Quoted passage Block Start

Legal experts are warning nursing home leaders that inappropriate conversations with employees about disabilities, medical conditions or their general health can be costly, after a federal court allowed a worker’s discrimination lawsuit to proceed.
“Not only should they understand that they must respect employee privacy, they must be mindful of boundaries in conversations with employees about medical conditions and overall health,” Fisher Phillips associate Marilyn Higdon and partner George Reeves III wrote in a blog Wednesday.
Their comments followed a late June ruling by the U.S. District Court for the Middle District of Pennsylvania both in favor and against Misericordia Convalescent Home, a 50-bed nursing home in York, PA.
The case was brought by Dana Rice-Smith, a Black woman, in August 2020. She alleged the provider discriminated against her on the basis of race and disability and retaliated against her following complaints.
Rice-Smith first interviewed with Misericordia in July 2016 and asked to use a cane on the job due to multiple sclerosis. After she was hired, she reportedly suffered an injury in October 2016 that aggravated her conditions. She began receiving workers compensation benefits despite none of the documents referencing her multiple sclerosis.
Misericordia alleged in court documents that Rice-Smith was often caught using her phone while working, making improper changes to the schedule and instigating confrontations.
Her supervisor eventually recommended that she be terminated from the job. Rice-Smith claims that leadership mentioned her multiple sclerosis and how it impacted her work during the dismissal meeting, while Misericordia denies the claim.
The federal court granted Misericordia’s motions to dismiss the claims of discrimination on the basis of race and retaliation in late June, but ruled that Rice-Smith’s disability discrimination allegations can move forward because she initially mentioned the multiple sclerosis during her interview.
Higdon and Reeves said providers can learn “valuable lessons” from the case so far: Employees don’t always need a record of medical treatment or an obvious disability to meet their burden for an ADA claim, and even comments with good intentions that express concern for employees’ wellbeing can be perceived as negative.
They added that providers should also train managers on how to understand the potential impact of their words to ensure that any comments made cannot be construed negatively toward an employees’ condition.
“Advise managers to seek assistance from appropriate human resources personnel when employees disclose a medical condition or any concerns arise about employees’ ability to perform their job functions as a result of any health condition,” they wrote.
The parties were ordered to meet to discuss a potential settlement by no later than July 12 and if no agreement was found, then the court would set a trial schedule. As of Thursday, it was not clear if any hearings had been set, according to court records.

Quoted passage Block End
Dataset excerpts Block Start

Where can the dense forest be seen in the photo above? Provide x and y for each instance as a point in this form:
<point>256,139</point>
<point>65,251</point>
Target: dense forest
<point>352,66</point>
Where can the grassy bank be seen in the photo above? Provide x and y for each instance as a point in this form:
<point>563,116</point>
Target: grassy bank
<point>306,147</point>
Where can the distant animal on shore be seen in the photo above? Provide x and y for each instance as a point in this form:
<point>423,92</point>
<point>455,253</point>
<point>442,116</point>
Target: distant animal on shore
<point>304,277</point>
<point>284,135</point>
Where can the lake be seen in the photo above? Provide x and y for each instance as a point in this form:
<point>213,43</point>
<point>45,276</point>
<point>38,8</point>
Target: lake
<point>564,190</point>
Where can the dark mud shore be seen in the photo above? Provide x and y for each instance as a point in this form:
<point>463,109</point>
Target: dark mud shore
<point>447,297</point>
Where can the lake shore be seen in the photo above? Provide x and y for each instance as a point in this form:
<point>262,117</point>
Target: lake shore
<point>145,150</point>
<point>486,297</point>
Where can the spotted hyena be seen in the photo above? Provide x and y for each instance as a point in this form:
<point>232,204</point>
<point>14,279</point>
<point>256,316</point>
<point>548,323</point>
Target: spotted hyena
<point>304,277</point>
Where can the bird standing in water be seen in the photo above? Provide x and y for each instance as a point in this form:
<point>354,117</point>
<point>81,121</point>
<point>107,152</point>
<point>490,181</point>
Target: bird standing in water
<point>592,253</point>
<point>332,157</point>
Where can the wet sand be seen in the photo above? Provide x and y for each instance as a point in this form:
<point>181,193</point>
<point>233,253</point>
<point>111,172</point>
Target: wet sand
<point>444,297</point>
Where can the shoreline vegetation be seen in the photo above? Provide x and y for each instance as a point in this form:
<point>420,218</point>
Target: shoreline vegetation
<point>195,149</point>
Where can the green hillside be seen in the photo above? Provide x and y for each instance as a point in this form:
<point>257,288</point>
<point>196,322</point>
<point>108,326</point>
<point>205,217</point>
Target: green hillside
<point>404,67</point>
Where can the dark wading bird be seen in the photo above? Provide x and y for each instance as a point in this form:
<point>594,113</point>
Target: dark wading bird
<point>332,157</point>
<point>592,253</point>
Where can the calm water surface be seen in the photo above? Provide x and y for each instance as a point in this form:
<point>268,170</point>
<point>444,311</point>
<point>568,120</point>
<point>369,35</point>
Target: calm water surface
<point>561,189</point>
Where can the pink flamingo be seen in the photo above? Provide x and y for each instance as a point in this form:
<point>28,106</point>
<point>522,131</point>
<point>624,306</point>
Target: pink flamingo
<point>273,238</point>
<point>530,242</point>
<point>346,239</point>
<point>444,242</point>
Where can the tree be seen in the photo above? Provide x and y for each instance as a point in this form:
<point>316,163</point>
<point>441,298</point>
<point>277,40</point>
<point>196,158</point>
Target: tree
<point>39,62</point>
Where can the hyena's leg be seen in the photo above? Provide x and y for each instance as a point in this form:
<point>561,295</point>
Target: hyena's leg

Dataset excerpts Block End

Instructions to follow.
Translate this sentence from the article on the nursing home lawsuit into Spanish: "After she was hired, she reportedly suffered an injury in October 2016 that aggravated her conditions."

Expected answer.
Después de que la contrataron, según se informa, sufrió una lesión en octubre de 2016 que agravó sus afecciones.